▶ **DIRECTIONS**
Go through the records and show each line where the word "ground" occurs.

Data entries
──────────────────────────────

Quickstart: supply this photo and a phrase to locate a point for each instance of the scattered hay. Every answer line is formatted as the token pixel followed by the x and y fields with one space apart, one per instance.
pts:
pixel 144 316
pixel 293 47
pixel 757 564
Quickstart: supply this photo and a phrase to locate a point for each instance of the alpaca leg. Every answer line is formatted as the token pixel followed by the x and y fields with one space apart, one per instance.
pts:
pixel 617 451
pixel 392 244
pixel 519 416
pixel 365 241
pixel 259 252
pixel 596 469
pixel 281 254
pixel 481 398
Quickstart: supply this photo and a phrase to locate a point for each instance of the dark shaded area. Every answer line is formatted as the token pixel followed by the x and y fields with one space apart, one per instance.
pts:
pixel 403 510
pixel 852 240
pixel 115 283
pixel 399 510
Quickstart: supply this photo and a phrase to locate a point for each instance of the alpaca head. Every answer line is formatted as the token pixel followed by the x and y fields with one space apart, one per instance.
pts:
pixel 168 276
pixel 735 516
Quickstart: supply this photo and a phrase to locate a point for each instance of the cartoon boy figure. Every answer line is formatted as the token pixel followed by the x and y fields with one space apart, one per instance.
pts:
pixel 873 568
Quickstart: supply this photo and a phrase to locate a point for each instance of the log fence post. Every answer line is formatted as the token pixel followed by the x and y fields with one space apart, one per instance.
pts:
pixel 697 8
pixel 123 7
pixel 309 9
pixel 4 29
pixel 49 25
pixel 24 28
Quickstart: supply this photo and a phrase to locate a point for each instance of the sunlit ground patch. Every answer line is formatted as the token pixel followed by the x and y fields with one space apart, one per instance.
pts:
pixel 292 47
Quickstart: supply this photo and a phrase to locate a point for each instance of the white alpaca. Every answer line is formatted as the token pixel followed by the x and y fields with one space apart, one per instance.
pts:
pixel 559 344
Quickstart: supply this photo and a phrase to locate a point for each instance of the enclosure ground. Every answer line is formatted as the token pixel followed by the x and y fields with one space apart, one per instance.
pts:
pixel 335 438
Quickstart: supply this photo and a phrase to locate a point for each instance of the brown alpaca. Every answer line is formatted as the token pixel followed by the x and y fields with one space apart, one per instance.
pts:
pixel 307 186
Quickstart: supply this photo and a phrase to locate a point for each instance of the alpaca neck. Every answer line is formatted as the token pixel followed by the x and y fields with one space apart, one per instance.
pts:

──────────────────────────────

▶ **YOUR RESPONSE**
Quickstart: supply this photo and a phrase to locate a point for each instance of the sunlit ground patch. Every answer line is formatted as the token pixel followed by the x and y fields with one space apart, one per instance.
Quickstart: supply this photo and a phrase to locate a point for each instance of the enclosure ground. Every answer line is formatted as the token pixel followed by the x and y fields with one space apart, one per instance.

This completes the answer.